-- BEGIN --

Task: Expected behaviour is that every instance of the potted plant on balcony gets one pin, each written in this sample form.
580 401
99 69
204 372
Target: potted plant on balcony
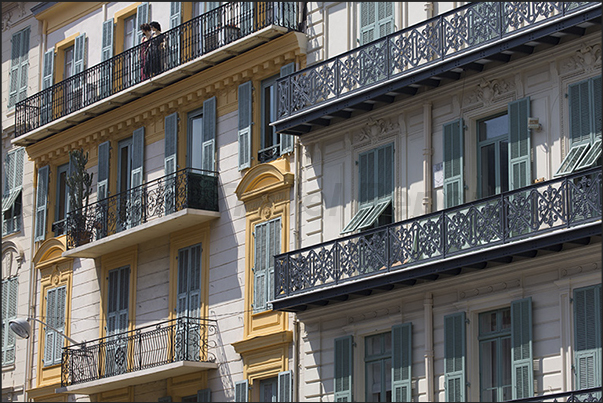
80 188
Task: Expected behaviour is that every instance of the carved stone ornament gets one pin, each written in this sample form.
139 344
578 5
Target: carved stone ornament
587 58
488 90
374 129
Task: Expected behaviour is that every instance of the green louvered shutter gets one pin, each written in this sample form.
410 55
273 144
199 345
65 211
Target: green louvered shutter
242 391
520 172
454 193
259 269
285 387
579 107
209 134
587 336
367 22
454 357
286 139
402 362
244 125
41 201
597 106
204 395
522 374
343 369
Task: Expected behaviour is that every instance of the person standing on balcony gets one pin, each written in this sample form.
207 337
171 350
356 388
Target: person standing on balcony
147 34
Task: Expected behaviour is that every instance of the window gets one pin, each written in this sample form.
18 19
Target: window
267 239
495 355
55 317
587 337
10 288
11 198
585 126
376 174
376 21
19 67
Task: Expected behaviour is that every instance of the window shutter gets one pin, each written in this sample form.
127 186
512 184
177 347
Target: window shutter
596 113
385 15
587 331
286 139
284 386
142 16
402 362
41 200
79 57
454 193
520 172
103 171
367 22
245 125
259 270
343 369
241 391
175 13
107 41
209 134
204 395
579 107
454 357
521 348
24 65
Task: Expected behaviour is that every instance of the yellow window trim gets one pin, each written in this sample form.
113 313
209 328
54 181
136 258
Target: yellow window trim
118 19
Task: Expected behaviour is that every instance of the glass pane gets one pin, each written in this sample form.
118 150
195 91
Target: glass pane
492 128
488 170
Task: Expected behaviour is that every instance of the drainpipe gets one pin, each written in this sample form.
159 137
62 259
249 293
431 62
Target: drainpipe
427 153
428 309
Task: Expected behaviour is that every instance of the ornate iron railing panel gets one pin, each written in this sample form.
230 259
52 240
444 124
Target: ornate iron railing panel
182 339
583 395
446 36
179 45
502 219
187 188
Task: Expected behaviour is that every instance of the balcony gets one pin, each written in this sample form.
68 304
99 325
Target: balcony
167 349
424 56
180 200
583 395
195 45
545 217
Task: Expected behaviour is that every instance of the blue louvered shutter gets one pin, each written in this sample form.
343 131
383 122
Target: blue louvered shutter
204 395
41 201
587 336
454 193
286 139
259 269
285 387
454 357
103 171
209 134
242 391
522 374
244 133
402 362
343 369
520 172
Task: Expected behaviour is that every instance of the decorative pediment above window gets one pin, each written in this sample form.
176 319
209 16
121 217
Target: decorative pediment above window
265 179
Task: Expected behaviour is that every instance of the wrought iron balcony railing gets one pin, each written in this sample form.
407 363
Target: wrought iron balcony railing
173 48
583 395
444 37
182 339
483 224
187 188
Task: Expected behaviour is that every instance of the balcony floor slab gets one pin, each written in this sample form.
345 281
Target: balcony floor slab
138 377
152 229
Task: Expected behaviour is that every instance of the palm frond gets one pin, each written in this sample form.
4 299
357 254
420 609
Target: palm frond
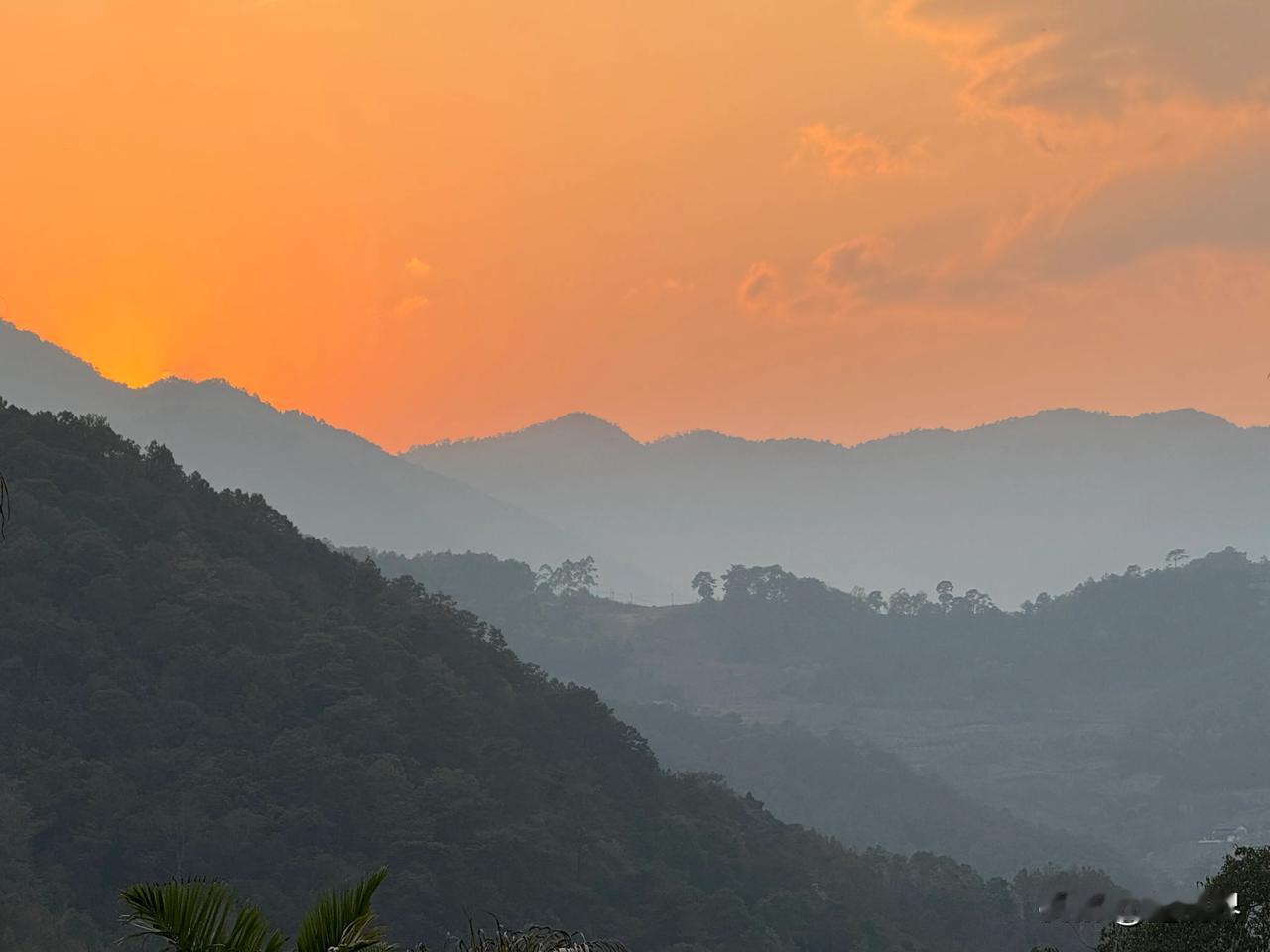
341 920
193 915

-- END --

◆ **Work to do**: Please give all the rows above again, switching "sample form" to "example format" wherever it occurs and changing nothing else. Leave the pictures out.

◆ **Right answer**:
Task: Expected behaviour is that every instance of the potted plant on balcony gets one pin, each written in this example format.
580 401
99 69
204 372
Target: potted plant on balcony
80 188
Task: Expected behaviour is that every instance of the carved stone ornament gets one pin, each written in this example format.
139 344
578 5
Target: carved stone ornament
587 58
488 90
374 129
Task: Expected behaviour is that every instance of the green louvered shutter gets one pin, each written in this example format.
410 55
273 144
199 345
65 211
Target: green louvered shutter
242 391
520 172
454 193
259 269
285 387
579 107
209 134
587 336
367 22
454 357
286 139
402 362
244 125
41 201
597 106
204 395
522 374
343 369
Task: Expected behaviour is that every instance of the person standing on balcony gets one pin, each written in this example format.
207 337
171 350
356 388
Target: person standing on balcony
147 34
Task: Expected behaviour is that every instance of the window gets one pin, each written in this example format.
18 19
Target: window
267 239
495 355
55 317
587 337
10 288
11 198
585 126
376 174
376 21
19 67
Task: Expected behaviour is that every instance of the window shutter gets one pin, each written in this example format.
127 186
512 184
177 347
Target: window shutter
596 113
385 15
587 331
286 139
284 386
142 16
402 362
41 200
79 57
454 193
520 172
103 171
367 22
245 125
259 270
343 369
241 391
175 13
107 41
209 134
204 395
579 107
454 357
521 348
24 65
Task: Expected behaviour is that every instance of the yellow window trim gets one pin, each written in this example format.
113 313
209 328
54 181
136 258
Target: yellow window trim
118 19
Task: Expected behaviour is that every instance of the glass pane gets one pin, each written in this example format.
118 150
195 91
Target: glass pane
492 128
488 170
Task: Expected behaviour is that every instance of the drainpipe gets one pin, each written in this example format.
159 137
62 259
249 293
431 62
Target: drainpipe
427 153
428 309
Task: Expected behaviour is that every instance of the ornate iron railing panel gets one pin, each written in this example format.
230 259
52 240
444 124
Target: ornate iron railing panel
182 339
583 395
446 36
179 45
502 219
187 188
Task: Expected behaviour is that every instance of the balcony gets one pin, each written in this example format.
68 304
99 325
Target: balcony
167 349
424 56
180 200
583 395
195 45
545 217
Task: Expected behaviour is that every instance of the blue louvered shutter gets one pin, each written in this example format.
343 131
383 122
Target: blue louvered shutter
204 395
41 201
587 336
454 193
286 139
259 269
285 387
454 357
103 171
209 134
242 391
522 374
244 133
402 362
343 369
520 172
Task: Expected behaviour is that every instance of the decorative pediment above window gets one pin, each written in this example format.
176 319
209 16
121 217
Target: decorative pediment above window
265 179
Task: Expected behaviour is that every instance of the wrought iron balcony railing gets one pin, each written in this example format.
407 363
Target: wrought iron balcony railing
173 48
583 395
444 37
182 339
483 224
187 188
Task: Expected behaviour is that every instance of the balcony floor slab gets one pin, each written in this example format.
345 281
Target: balcony floor slab
138 377
152 229
Task: Expected behaviour is that every instance of the palm frond gets one pin, each written in this example format.
4 299
357 254
420 609
Target: palm frond
341 920
193 915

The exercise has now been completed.